§ WORK REQUIRED
Retype, word for word, every line from the one holding "Find the frozen" through the one holding "Find the textured" in the entries below, both included, and only those lines.

# # # # # # #

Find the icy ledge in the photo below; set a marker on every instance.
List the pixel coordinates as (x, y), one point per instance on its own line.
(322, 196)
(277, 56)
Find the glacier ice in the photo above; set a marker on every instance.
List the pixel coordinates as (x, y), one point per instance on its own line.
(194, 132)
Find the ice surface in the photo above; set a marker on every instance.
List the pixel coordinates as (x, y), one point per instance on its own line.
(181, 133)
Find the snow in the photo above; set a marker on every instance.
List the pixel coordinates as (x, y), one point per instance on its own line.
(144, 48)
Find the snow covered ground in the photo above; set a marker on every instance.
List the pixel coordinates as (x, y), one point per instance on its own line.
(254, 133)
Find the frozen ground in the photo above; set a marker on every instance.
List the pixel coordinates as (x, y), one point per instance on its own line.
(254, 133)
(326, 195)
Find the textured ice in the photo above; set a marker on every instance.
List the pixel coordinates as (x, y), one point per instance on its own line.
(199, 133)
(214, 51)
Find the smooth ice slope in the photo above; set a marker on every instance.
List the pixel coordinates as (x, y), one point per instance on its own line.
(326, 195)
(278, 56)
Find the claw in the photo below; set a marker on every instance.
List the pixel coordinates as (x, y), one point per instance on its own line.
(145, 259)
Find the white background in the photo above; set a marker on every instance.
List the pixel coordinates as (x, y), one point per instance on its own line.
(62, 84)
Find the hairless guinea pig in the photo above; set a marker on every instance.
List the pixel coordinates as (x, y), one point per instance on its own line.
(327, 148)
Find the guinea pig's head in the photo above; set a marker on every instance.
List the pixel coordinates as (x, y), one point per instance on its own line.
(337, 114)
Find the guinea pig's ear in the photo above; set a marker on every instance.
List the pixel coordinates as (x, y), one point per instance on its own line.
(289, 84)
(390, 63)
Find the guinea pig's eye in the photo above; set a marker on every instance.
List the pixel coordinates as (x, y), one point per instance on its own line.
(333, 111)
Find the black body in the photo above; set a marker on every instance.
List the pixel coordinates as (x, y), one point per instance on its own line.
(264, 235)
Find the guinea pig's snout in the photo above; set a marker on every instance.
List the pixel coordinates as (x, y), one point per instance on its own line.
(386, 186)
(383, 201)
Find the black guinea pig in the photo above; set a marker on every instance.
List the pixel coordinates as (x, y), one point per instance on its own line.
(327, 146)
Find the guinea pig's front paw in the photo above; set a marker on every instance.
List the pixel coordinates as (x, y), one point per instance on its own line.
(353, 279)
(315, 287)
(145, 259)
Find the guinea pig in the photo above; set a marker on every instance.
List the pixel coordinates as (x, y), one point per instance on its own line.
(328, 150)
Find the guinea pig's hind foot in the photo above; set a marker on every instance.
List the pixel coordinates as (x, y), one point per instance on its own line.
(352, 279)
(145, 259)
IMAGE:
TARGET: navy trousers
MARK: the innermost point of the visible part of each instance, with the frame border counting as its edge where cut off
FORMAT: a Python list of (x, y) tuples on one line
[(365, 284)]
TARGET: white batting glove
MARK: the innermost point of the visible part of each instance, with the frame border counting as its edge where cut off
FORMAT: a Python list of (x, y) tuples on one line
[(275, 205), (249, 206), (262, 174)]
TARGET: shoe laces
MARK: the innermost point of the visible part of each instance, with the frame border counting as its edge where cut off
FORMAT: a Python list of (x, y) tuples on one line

# # # # # # #

§ RESULT OF THE TASK
Find the frozen ground in the photo above; set a marker on every instance.
List the pixel coordinates as (x, y), one point per instance on its own line.
(254, 133)
(326, 195)
Find the textured ice in the photo above; set a marker on every instance.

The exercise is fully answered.